[Given passage Boundary: Start]
As breweries become less micro and more mainstream, they need ever-larger CO2 deliveries. Previously, small-to-medium-sized end users’ needs were satisfied with 3,000 gallon-capacity microbulk trucks for deliveries by gas distribution specialists, but a demand for larger trailers that can hold up to 40,000 pounds of gas has now arisen.

Secondly, in the cannabis-growing business, CO2 is needed for the plants’ cultivation and extraction. CO2-enriched atmospheres encourage faster growth of the cannabis plant, so growers use the gas to create an environment boosted from the usual 400 parts/million of CO2 to around 1600 ppm.

Such is the growth of the cannabis sector and its consumption of CO2 that the CGA recently saw fit to issue safety guidelines and information for the secure use of gases and gas equipment within the industry.

Market experts have cited the boom in cannabis products as the golden opportunity for CO2 businesses.

At the time of writing, cannabis is legal in one form or another (for medical and/or recreational use) in over 30 states, and many other states are said to be positioning themselves to follow suit.

While the US remains the world’s largest cannabis market, north of the border in Canada the growth in demand and availability is strong.

Australia, too, is positioning itself not just as a grower but as an exporter, with a well-respected regulatory framework for production. This is reflected in the fact that key healthcare operators involved in the industry can currently boast market capitalizations of up to around $100m each.

More legal markets mean more cannabis production and more demand on CO2 supplies. And it is not just at the growing stage that CO2 has a role: the processing of the plant, as well as the trimming and freeze-drying stages, also have need for CO2.

One stop shop for cannabis industry gases

Cannagas Supply was founded specifically to service the growing cannabis sector in the US.  With an HQ in Massachusetts, a distribution site in Maine and a third site in California, the company is a leading ‘one stop shop’ supplier of gases, consumables and – importantly – consultancy to cannabis businesses.

Joe Finn, co-founder of Cannagas Supply, said, “We established Cannagas Supply five years ago to ensure that businesses in this new but expanding market could get the right supplies but also the right expertise.  We offer a consultancy service that advises on the entire production process, including capital investments in equipment, based on what each individual company’s production goals are.”
[Given passage Boundary: End]
## Requirement 1:
According to the passage on CO2 demand, why do cannabis growers raise the CO2 level in their growing environment, and to roughly what level? Answer in one to three sentences.
## Requirement 2:
Reproduce word for word the part of the passage on CO2 demand starting with "Market experts have" and going on through "availability is strong.".
Work from the text alone.
[Material supplied Boundary: Start]
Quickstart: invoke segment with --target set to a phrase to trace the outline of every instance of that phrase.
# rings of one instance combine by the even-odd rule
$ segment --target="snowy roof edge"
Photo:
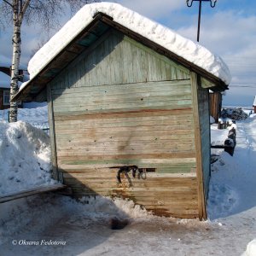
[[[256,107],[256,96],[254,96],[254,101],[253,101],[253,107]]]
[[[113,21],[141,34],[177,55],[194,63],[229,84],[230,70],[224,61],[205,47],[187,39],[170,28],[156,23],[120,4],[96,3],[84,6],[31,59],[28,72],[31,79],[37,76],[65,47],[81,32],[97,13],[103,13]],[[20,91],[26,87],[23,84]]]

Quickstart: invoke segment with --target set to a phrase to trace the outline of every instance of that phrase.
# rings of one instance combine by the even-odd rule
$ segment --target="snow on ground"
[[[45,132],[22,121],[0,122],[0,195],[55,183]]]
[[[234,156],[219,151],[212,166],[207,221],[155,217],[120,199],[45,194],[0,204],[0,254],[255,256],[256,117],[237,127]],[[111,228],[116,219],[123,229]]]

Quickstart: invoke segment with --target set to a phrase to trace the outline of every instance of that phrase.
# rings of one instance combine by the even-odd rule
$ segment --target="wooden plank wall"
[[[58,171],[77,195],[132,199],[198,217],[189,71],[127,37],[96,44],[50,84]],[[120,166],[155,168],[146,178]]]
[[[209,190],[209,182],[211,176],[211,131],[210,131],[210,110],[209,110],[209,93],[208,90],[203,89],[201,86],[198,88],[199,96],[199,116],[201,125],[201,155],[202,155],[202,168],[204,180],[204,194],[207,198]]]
[Material supplied Boundary: End]
[Material supplied Boundary: Start]
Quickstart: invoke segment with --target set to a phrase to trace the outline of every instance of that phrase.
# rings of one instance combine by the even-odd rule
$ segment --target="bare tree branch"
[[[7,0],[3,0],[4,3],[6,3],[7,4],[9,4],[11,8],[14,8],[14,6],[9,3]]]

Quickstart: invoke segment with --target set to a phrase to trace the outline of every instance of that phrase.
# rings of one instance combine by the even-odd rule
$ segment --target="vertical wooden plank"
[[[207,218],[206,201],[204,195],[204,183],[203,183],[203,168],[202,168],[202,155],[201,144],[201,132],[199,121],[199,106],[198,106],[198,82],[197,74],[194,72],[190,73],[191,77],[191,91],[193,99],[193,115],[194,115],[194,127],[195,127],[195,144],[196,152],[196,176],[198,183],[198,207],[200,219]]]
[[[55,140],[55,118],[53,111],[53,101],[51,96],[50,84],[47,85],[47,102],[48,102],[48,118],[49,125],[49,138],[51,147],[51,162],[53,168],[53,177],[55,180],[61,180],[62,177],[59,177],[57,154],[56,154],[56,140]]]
[Material supplied Boundary: End]
[Material supplied Boundary: Start]
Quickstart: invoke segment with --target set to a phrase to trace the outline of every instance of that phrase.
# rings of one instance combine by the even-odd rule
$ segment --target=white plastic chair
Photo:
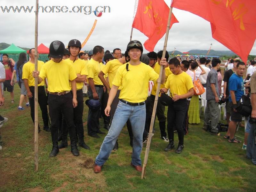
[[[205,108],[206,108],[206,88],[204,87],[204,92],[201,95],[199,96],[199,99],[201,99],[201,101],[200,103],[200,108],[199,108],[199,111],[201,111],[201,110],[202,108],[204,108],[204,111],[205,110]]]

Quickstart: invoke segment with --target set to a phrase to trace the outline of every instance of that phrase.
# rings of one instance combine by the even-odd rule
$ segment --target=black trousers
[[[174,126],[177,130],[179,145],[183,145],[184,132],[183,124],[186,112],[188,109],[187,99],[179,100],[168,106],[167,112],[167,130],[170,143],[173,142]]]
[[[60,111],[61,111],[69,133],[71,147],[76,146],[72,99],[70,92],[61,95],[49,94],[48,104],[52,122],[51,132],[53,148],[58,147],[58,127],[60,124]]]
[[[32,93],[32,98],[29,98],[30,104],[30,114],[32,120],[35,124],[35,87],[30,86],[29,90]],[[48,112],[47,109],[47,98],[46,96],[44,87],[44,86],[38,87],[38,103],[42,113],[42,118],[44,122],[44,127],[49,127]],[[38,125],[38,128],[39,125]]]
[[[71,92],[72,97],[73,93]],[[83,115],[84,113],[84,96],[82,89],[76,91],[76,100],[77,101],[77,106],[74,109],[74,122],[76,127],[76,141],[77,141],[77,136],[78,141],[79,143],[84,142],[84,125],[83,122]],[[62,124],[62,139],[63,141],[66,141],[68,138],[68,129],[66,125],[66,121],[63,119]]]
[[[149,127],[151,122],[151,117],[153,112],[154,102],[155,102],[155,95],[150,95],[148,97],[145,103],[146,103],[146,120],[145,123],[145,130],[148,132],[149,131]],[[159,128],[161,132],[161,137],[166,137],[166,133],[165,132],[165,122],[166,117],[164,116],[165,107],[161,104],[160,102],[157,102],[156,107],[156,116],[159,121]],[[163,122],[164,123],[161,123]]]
[Material supplied Boundary: End]
## Your response 1:
CO2-enriched atmospheres encourage the cannabis plant to grow faster. Growers therefore raise the CO2 level from the usual 400 parts/million to around 1600 ppm.

## Your response 2:
Market experts have cited the boom in cannabis products as the golden opportunity for CO2 businesses.

At the time of writing, cannabis is legal in one form or another (for medical and/or recreational use) in over 30 states, and many other states are said to be positioning themselves to follow suit.

While the US remains the world’s largest cannabis market, north of the border in Canada the growth in demand and availability is strong.